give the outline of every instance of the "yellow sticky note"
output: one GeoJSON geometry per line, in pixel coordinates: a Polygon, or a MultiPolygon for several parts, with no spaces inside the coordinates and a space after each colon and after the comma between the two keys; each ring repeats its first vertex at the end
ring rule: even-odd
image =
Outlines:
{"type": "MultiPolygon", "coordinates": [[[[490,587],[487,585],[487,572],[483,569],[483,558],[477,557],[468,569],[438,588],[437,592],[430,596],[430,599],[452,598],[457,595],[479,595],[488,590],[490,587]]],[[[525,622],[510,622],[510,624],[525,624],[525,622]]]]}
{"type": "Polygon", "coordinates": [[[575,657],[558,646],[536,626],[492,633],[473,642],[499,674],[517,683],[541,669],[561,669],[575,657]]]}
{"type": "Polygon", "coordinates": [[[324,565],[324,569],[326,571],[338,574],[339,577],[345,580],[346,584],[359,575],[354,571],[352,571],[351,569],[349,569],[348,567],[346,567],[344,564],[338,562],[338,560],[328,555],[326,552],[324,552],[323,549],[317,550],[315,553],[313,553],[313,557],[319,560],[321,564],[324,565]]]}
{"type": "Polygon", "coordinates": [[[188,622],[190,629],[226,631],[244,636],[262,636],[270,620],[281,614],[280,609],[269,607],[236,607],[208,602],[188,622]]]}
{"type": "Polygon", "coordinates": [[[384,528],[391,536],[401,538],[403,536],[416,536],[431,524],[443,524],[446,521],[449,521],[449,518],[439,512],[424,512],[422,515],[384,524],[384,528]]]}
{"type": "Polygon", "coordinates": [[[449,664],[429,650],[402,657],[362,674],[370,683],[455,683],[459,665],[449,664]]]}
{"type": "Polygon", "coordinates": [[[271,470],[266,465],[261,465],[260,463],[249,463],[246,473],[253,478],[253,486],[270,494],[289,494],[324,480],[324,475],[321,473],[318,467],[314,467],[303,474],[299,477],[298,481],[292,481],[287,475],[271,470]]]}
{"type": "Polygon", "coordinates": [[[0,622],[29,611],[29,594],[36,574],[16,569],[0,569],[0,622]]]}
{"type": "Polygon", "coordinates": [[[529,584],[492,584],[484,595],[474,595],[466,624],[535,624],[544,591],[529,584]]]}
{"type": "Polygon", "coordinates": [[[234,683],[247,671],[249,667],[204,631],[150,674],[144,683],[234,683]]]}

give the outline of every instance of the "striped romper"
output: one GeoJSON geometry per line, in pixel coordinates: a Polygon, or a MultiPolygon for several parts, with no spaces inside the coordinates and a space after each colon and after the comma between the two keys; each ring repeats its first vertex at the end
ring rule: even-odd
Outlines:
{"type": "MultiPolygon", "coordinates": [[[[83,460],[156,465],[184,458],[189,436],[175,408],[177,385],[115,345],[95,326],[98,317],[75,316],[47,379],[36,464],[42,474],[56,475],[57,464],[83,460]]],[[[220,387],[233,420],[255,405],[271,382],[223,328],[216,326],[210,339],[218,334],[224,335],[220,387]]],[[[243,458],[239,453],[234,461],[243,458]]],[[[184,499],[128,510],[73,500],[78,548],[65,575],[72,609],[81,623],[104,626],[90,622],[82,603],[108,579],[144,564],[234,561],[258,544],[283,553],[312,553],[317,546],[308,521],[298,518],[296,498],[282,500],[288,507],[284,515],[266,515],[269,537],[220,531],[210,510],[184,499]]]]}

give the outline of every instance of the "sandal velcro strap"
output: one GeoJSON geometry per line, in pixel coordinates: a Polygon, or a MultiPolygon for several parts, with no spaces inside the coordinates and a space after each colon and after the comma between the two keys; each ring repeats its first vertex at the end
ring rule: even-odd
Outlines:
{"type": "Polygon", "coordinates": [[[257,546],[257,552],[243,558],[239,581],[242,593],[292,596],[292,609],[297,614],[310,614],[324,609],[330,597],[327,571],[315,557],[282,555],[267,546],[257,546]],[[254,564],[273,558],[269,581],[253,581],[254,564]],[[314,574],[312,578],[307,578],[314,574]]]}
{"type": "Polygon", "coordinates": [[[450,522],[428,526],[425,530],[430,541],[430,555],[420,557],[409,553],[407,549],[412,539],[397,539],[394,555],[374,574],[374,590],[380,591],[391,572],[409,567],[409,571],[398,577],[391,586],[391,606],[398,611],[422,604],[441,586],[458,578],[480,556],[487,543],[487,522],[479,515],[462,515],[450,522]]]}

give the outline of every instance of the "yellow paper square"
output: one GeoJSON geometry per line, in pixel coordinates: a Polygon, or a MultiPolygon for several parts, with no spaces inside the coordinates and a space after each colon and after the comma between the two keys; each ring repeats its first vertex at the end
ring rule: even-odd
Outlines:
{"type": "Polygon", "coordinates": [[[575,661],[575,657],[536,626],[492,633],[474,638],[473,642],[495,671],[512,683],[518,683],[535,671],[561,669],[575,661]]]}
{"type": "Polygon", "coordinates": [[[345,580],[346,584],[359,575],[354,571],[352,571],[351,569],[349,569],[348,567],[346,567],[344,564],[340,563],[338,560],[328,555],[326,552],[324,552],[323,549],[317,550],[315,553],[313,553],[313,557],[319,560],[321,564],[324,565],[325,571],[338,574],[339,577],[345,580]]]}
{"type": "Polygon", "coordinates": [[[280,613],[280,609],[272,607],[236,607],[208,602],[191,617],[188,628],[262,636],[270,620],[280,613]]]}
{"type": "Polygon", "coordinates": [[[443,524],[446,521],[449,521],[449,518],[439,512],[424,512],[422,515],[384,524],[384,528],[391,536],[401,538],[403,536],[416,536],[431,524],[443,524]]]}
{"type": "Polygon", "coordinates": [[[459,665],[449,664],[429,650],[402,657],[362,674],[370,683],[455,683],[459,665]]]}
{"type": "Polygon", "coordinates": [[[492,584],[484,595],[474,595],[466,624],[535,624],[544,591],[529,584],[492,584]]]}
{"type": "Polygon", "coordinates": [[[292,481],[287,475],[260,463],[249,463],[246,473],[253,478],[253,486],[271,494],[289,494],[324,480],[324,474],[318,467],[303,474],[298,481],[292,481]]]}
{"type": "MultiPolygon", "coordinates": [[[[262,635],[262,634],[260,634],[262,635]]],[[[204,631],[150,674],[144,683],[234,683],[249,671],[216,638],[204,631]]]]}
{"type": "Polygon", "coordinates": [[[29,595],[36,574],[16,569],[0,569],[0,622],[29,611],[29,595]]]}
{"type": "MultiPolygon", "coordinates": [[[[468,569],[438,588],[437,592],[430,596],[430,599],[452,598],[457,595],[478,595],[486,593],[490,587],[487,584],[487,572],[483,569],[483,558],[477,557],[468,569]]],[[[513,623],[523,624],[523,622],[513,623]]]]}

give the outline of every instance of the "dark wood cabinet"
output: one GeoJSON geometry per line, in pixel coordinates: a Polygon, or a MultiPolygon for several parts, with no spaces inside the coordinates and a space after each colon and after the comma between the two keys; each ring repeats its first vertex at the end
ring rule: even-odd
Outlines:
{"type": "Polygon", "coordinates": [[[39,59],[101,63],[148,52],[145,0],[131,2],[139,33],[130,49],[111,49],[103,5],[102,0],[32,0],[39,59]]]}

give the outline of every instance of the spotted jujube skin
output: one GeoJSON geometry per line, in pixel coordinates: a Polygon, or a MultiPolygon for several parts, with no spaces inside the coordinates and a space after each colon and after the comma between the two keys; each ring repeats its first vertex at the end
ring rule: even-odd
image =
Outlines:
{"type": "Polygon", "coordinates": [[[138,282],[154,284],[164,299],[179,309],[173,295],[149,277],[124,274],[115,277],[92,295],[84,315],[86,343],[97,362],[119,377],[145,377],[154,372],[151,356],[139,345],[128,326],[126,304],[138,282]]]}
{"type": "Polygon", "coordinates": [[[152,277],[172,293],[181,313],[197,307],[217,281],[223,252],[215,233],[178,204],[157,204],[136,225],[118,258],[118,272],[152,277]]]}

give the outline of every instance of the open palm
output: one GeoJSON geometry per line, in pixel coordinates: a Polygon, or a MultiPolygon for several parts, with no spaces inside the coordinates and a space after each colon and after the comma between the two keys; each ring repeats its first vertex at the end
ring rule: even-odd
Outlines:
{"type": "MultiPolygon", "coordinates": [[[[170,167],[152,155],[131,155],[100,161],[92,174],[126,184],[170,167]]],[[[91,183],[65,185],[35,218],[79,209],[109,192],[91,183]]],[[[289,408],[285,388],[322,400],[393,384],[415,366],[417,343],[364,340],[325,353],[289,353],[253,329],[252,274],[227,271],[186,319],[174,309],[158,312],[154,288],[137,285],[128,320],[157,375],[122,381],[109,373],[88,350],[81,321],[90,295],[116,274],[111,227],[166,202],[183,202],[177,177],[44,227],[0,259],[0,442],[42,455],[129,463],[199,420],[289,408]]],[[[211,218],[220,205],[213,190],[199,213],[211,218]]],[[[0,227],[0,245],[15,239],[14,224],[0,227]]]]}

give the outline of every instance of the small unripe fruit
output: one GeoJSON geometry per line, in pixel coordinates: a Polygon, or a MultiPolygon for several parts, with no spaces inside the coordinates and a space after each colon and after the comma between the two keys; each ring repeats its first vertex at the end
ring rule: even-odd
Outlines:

═══

Do this ▸ Write out, word for word, the line containing "give the outline of every instance of the small" and every line after it to the end of the data above.

Response to the exercise ▸
give the outline of every instance of the small unripe fruit
output: one GeoJSON geometry per line, in pixel coordinates: a Polygon, or a MultiPolygon for several parts, with no spaces inside the coordinates and a space after each colon and after the comma between the two keys; each ring repeats its first vertex at the end
ring rule: even-odd
Outlines:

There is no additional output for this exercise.